### PROBLEMS AND TASKS
[1] Name every politician mentioned in the article on Greece's spending cuts.
[2] Write out the stretch of the article on Greece's spending cuts from "The Greek cabinet" through "by Greece's leaders.", word for word.

### EXTRACTED TEXT
Greece's prime minister Antonis Samaras has promised that new spending cuts planned for 2013-14 will be the last. But he has warned that without them Greece would have to leave the eurozone.

https://p.dw.com/p/16287
Unemployed Greeks wait in a long line at a state labor office Thanassis Stavrakis/AP/dapd
Image: AP

"This is the last such package of spending cuts," Samaras told a meeting of his conservative party's officials. "The Greek economy can take no more."

Athens is imposing spending cuts of up to 11.5 billion euros in 2013 and 2014 as part of its commitments to international creditors, who are keeping Greece afloat with rescue loans. Otherwise, the next 31-billion-euro bailout payment would be suspended. This would force Greece to default on its mountain of debt.

Finance Minister Yannis Stournaras will hold talks in Berlin with German Finance Minister Wolfgang Schaeuble on Tuesday.

"Many of these cutbacks are difficult, painful," Samaras said. "But they are also inevitable. For without them the country would return to zero credibility and effectively leave the euro. Which would ... destroy the country."

The Greek cabinet is scheduled to meet Sunday for the adoption of the new measures which are expected to include further pension and public sector pay cuts.

In an interview published in the "Welt am Sonntag," Frank-Walter Steinmeier of the opposition Social Democratic Party, called for more time to be given for Greece to service its debt. This is a request made on several occasions by Greece's leaders.

### GIVEN INFORMATION
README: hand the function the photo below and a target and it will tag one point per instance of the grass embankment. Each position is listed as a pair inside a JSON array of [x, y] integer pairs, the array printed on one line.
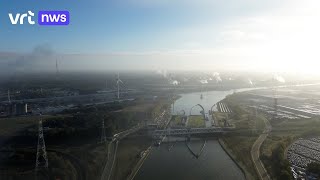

### EXPECTED RESPONSES
[1] Antonis Samaras, Yannis Stournaras, Wolfgang Schaeuble, Frank-Walter Steinmeier

[2]
The Greek cabinet is scheduled to meet Sunday for the adoption of the new measures which are expected to include further pension and public sector pay cuts.

In an interview published in the "Welt am Sonntag," Frank-Walter Steinmeier of the opposition Social Democratic Party, called for more time to be given for Greece to service its debt. This is a request made on several occasions by Greece's leaders.